What this exercise asks
(1) Reproduce word for word the part of the science video project account between "One student showed" and "the students work.", inclusive.
(2) Using the science video project account, mark each statement yes or no and quote the words that decide it: (a) The students edit their stories with paid desktop software. (b) One student's mother works for a children's television program. (c) All of the videos include subtitles.
* Start Extract provided *
I ask the students to find, view and review engaging science videos to gain inspiration for their own videos as home work, for example at home, after school clubs or public libraries. They will also deeply engage with their science story, trying to figure out the mechanics involved, how to experiment with them and how to explain them in their story. REFLECT – Students reflect on what they’ve found and what their initial ideas for their stories are.


Back in school, all students create mind maps of their findings and start creating storyboards for their video stories. Pairs of students comment each others’ plans. The storyboards show sketches of scenes and video transitions, and describe shooting locations, sound information and descriptions of the actors dialogue, expression and movement. After the storyboards are completed, the students, the media teacher and I develop criteria based on which the video stories will be evaluated. REFLECT – Teams reflect on the activity, their challenged and their plans for the upcoming make activity.


The students start their video production using their mobile phones and digital cameras. They share tips, ideas and media files. To edit their stories, they are using free web-based software. Some of the clips have to be filmed outside of the school. The media teacher is providing tips about the narrative structure of the videos, while I am mainly mindful about the scientific accuracy of the content. I remind the students to prepare for PD workshops with media professionals. REFLECT – Students reflect on their data gathering progress and their plans for the upcoming PD workshop.


One student showed his reflections to his mother, who works for a children’s television programme and offered that she and her colleagues could tour the students around the television studio and comment on the first draft of the student videos. Although I planned on using the iTEC people and events network to locate a screenplay writer or fiction author who might be interested in supporting the students, this seems to be a much more interesting connection. During the workshop with the television staff, the students are filled with exciting ideas and are energized to add the received suggestions to their video stories, although this means for some of the students to put in a few more hours than expected. REFLECT – PD workshop participants comment on the reflection and development of the students work.


At the end of the course, the students upload their video stories to an online video sharing platform, such as YouTube and Vimeo, and link to them through the iTEC facebook group. For this, each student has to collect permission of their parents. The students view and comment the videos created by other iTEC students across Europe. As all videos include subtitles, the videos communicate easily across the language borders of European countries. We are also asking parents to view the videos and comment on them. Some of the videos are really interesting, so I decide to bookmark and use them in my teaching in the future. REFLECT – I am using the accumulation of comments, the reflection recordings of my students, their documentation as well as the feedback I recorded throughout the Learning Story to assess their work. We discuss my assessment in the following lesson. Throughout the discussion, students get the chance to argue for or against my assessment. Some of them bring up strong grounds that make me re-evaluate their work.
* End Extract provided *
* Start Information provided *
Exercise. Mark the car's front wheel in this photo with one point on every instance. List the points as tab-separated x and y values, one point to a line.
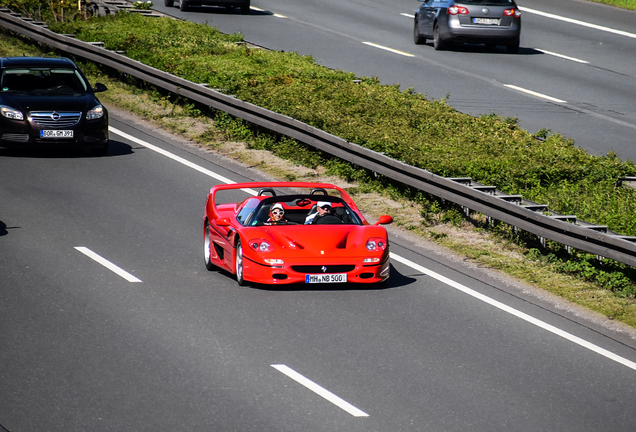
* End Information provided *
Task answers
(1)
One student showed his reflections to his mother, who works for a children’s television programme and offered that she and her colleagues could tour the students around the television studio and comment on the first draft of the student videos. Although I planned on using the iTEC people and events network to locate a screenplay writer or fiction author who might be interested in supporting the students, this seems to be a much more interesting connection. During the workshop with the television staff, the students are filled with exciting ideas and are energized to add the received suggestions to their video stories, although this means for some of the students to put in a few more hours than expected. REFLECT – PD workshop participants comment on the reflection and development of the students work.

(2)
(a) No: "To edit their stories, they are using free web-based software."
(b) Yes: "One student showed his reflections to his mother, who works for a children’s television programme"
(c) Yes: "As all videos include subtitles"